## Objetivo A:
Localize e copie cada uma das linhas que contêm a palavra "bleached".

## Trecho selecionado:
Neste ano comemora-se o centenário da morte de Benedito Amaro de Oliveira, apelidado Dito Pituba, extraordinário e profícuo santeiro popular nascido em Santa Isabel.

Deve-se ao notável Eduardo Etzel (1906-2003) o excepcional trabalho de investigação que o levou à pesquisa de campo, redescobrindo a arte de Dito Pituba (vide blogs: Eduardo Etzel I e II, 17 e 25/08/2007). Foi ele o responsável pela criteriosa coleta de dados e da recolha de centenas de imagens, hoje fazendo parte do acervo do Museu de Arte Sacra de São Paulo.

(261) Uma Assinatura na Arte Anônima: dito Pituba – YouTube

Etzel legou vários livros sobre arte sacra, mormente aquela produzida por artistas populares das cidades fronteiriças à região metropolitana de São Paulo e Alto Tietê, como Santa Isabel a preponderar, mas também Arujá, Parateí, Igaratá, Nazaré Paulista, Itaquaquecetuba, Guararema, Jacareí e localidades menores. Em todas foram encontradas imagens criadas por Pituba. Seu livro “Arte Sacra popular brasileira” é obra fundamental que faz emergir, entre vários temas, a figura de Benedito Amaro de Oliveira.

De alta valia as pesquisas de Eduardo Etzel se considerarmos a busca da origem campesina do santeiro em região que, no século XIX, tinha poucos recursos, a resultar nas escassas referências disponíveis. Escreve: “A esta camada rural pobre pertenceu Pituba, daí ser evidente a dificuldade de se colherem dados biográficos de maior interesse, já que eles simplesmente não existem na vida anônima do pobre. Ressuscitar um morto humilde e desconhecido é tarefa árdua e quase impossível. É como procurar a tumba de um pobre na vala comum do esquecimento. Requer paciência, tenacidade e, sobretudo, uma atenção permanente a nonadas que se ouvem aqui e ali nas ocasionais conversas com contemporâneos”.

## Objetivo B:
Devolva, sem qualquer alteração, a passagem do texto sobre Dito Pituba que vai de "(261) Uma Assinatura" a "Amaro de Oliveira.".

## Linhas:
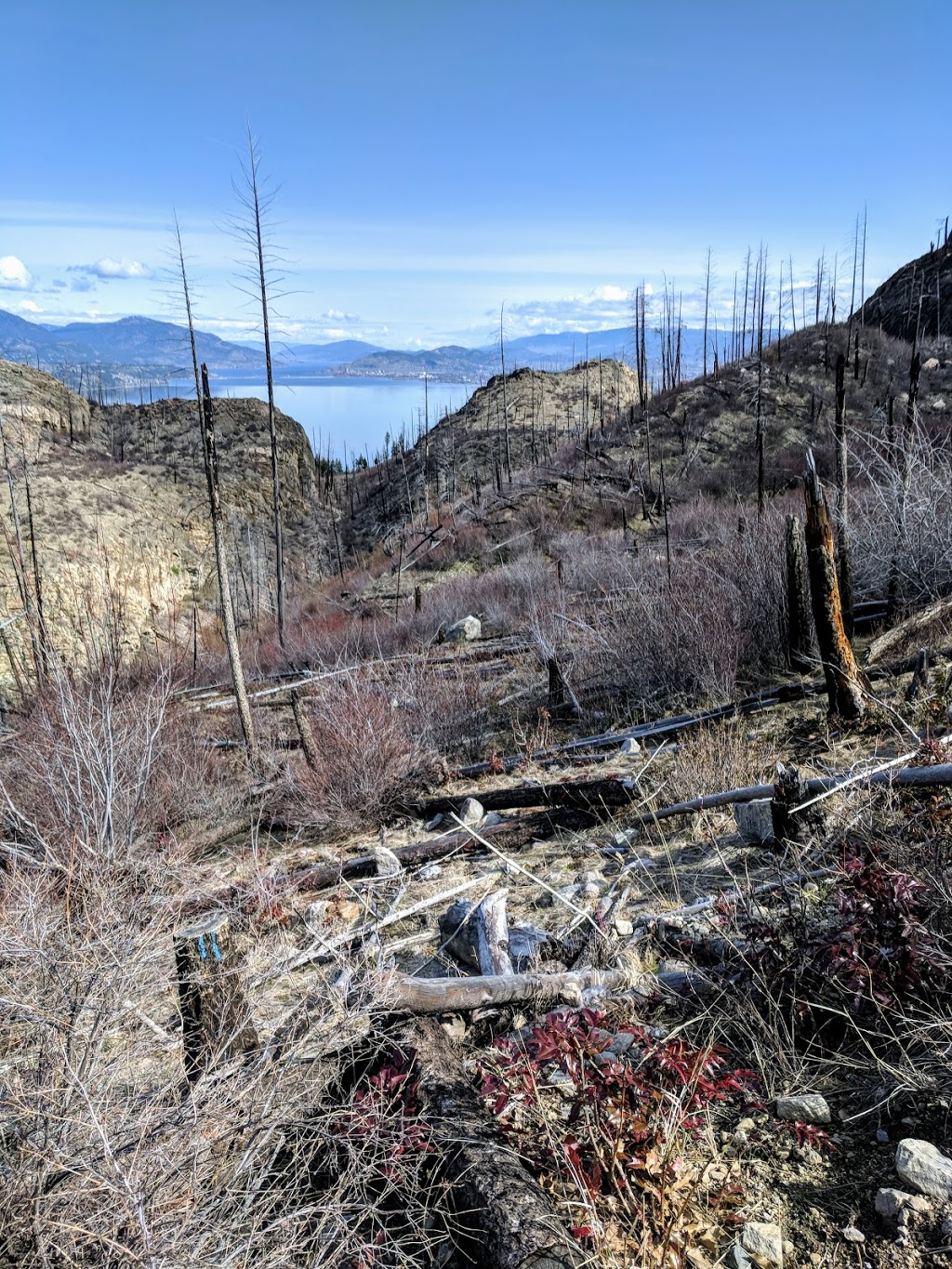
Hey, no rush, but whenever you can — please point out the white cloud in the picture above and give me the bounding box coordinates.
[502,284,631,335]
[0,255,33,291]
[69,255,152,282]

---

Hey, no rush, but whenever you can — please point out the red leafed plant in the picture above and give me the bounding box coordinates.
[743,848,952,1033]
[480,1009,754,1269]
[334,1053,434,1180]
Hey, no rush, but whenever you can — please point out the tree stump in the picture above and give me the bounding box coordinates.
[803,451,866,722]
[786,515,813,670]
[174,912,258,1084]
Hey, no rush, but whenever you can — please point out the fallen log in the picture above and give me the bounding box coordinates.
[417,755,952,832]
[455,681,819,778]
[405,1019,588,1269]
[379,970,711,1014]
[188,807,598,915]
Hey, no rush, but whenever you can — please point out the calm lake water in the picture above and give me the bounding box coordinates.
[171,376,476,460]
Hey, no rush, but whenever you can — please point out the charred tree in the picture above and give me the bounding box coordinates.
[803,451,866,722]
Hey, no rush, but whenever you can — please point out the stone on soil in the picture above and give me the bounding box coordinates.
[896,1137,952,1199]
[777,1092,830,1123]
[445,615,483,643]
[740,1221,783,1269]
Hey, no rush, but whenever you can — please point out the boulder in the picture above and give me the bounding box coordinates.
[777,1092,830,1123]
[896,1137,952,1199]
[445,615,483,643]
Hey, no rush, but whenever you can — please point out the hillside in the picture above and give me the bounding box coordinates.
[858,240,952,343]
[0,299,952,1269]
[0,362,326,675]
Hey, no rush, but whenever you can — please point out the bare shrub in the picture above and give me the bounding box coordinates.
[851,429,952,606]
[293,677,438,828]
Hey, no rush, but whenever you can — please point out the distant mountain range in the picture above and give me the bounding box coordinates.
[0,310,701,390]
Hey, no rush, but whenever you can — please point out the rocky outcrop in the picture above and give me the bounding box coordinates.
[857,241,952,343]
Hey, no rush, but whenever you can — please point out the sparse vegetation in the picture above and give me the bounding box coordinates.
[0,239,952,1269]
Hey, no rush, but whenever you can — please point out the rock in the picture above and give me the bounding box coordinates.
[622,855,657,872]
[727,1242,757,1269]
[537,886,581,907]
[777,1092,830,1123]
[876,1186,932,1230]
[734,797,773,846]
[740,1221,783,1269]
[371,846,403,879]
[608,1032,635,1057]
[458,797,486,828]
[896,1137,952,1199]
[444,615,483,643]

--

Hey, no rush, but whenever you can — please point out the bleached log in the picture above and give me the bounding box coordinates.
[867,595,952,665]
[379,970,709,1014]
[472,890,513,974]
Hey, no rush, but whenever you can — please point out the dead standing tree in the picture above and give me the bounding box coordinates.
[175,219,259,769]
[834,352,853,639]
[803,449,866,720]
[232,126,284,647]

## Resposta A:
Hey, no rush, but whenever you can — please point out the bleached log in the picture above and give me the bounding box coordinates.

## Resposta B:
(261) Uma Assinatura na Arte Anônima: dito Pituba – YouTube

Etzel legou vários livros sobre arte sacra, mormente aquela produzida por artistas populares das cidades fronteiriças à região metropolitana de São Paulo e Alto Tietê, como Santa Isabel a preponderar, mas também Arujá, Parateí, Igaratá, Nazaré Paulista, Itaquaquecetuba, Guararema, Jacareí e localidades menores. Em todas foram encontradas imagens criadas por Pituba. Seu livro “Arte Sacra popular brasileira” é obra fundamental que faz emergir, entre vários temas, a figura de Benedito Amaro de Oliveira.